Study text:

***

Tobacco mosaic virus (TMV) poses a significant threat to global tobacco production, often leading to substantial reductions in yield and quality. Early, asymptomatic detection is critical for timely intervention, yet current diagnostic methods are labor-intensive and unsuitable for large-scale monitoring. In this study, we present a novel approach for early asymptomatic TMV diagnosis in field conditions by integrating unmanned aerial vehicle (UAV)-based hyperspectral imaging with advanced machine learning techniques.

Methods

Field-grown tobacco plants were artificially inoculated with TMV, and hyperspectral data were collected at both asymptomatic and symptomatic stages. A series of spectral preprocessing techniques and machine learning models, including PLS-DA, SVC, and XGBoost, were evaluated. Feature band selection algorithms such as CARS and SVM-RFE were applied to identify key wavelengths, resulting in the retention of three optimal bands (527.33 nm, 544.37 nm, and 705.37 nm). A TMV‑specific vegetation index (TMVI) was constructed using logistic regression.

***

List of tasks:
1: Summarize the tobacco mosaic virus text in two sentences.
2: Please carry on the tobacco mosaic virus text from its last sentence.
The records after this point are separate from the tobacco mosaic virus text.

***

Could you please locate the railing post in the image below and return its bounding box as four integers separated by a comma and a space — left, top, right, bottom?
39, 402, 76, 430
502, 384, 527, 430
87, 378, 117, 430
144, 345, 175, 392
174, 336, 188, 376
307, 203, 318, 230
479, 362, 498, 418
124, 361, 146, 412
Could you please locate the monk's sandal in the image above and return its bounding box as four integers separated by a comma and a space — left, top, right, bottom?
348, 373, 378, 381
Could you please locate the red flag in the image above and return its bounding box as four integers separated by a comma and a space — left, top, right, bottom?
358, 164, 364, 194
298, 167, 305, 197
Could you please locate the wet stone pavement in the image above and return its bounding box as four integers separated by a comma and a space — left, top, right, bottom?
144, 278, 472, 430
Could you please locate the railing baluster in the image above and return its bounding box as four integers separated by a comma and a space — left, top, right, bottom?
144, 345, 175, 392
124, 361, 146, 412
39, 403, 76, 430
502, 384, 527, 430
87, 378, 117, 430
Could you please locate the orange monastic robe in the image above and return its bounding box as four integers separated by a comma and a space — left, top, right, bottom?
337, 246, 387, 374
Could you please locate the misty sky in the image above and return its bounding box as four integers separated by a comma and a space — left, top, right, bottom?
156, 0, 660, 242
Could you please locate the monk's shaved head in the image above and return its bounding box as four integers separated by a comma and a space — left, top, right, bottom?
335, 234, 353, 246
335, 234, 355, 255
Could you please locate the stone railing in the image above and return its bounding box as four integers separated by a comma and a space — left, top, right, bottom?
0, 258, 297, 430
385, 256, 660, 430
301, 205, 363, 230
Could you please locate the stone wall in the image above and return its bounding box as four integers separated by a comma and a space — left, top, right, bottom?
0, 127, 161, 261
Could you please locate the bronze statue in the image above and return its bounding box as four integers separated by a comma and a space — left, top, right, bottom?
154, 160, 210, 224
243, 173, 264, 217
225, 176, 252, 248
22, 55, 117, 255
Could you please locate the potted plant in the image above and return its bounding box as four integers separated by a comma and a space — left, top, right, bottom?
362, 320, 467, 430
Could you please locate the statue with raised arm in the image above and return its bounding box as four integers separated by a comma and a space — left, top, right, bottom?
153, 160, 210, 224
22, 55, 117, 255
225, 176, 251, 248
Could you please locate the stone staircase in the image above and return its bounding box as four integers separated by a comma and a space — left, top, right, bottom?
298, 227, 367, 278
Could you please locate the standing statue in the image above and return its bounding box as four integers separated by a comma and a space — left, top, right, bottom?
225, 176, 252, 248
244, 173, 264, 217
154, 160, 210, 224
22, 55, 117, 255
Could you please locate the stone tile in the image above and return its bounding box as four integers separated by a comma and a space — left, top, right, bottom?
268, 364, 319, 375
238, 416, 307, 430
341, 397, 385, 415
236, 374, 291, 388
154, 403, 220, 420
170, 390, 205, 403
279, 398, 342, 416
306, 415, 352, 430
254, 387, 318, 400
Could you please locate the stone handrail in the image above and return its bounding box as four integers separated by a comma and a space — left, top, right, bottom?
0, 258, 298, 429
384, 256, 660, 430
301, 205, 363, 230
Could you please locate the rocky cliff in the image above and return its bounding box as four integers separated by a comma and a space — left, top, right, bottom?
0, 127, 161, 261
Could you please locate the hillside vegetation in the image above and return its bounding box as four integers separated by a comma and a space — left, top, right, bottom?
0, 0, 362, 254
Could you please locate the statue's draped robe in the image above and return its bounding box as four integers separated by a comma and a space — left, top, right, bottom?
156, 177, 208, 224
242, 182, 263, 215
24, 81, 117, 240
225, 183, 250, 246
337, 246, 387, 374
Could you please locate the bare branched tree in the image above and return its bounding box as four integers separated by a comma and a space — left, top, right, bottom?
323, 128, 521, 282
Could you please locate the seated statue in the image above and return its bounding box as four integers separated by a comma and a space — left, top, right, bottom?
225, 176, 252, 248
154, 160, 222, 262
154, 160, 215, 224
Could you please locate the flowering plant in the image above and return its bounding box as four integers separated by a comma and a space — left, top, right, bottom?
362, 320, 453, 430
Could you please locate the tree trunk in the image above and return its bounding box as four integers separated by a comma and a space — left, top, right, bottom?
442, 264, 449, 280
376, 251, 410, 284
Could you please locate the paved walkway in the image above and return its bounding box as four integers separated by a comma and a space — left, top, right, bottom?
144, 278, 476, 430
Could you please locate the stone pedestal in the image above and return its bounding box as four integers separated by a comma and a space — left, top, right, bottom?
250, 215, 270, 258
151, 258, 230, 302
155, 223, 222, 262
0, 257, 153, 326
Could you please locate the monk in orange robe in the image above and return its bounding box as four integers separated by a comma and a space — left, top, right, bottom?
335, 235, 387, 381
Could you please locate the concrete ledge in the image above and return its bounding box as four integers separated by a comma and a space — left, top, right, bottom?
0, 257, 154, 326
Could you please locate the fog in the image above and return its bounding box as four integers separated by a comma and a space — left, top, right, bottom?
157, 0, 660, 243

***

Response list:
1: Tobacco mosaic virus threatens tobacco production, and because current diagnostic methods are labor-intensive and unsuitable for large-scale monitoring, the study combines UAV-based hyperspectral imaging with machine learning to detect TMV early and before symptoms appear in field conditions. Hyperspectral data from inoculated field plants were tested with several preprocessing techniques and models, feature band selection retained three optimal wavelengths, and a TMV-specific vegetation index was built using logistic regression.

2:
Results

Models based on the three selected wavelengths achieved external‑validation accuracies of 90.75% for asymptomatic plants and 91.32% for symptomatic plants. The Tobacco Mosaic Virus Index (TMVI) achieved diagnostic accuracies of 82.52% and 82.92%, providing a simplified alternative to machine‑learning models. Visualization using the three wavelengths enabled clear differentiation of infected plants even before visible symptoms appeared.

Conclusion

This study represents the first demonstration of drone-based hyperspectral remote sensing for early TMV diagnosis in field conditions and provides a practical solution for large-scale, rapid screening. The TMVI offers a simplified, cost-effective diagnostic alternative, facilitating early intervention and effective disease management in tobacco cultivation.

Highlights

For the first time, hyperspectral imaging technology has been employed for the early asymptomatic detection of TMV in the field, achieving a diagnostic accuracy exceeding 90%. Through two rounds of spectral wavelength selection, three key bands for the early diagnosis of TMV were identified. A specialized vegetation index for the early diagnosis of TMV was developed, achieving an accuracy of 82%.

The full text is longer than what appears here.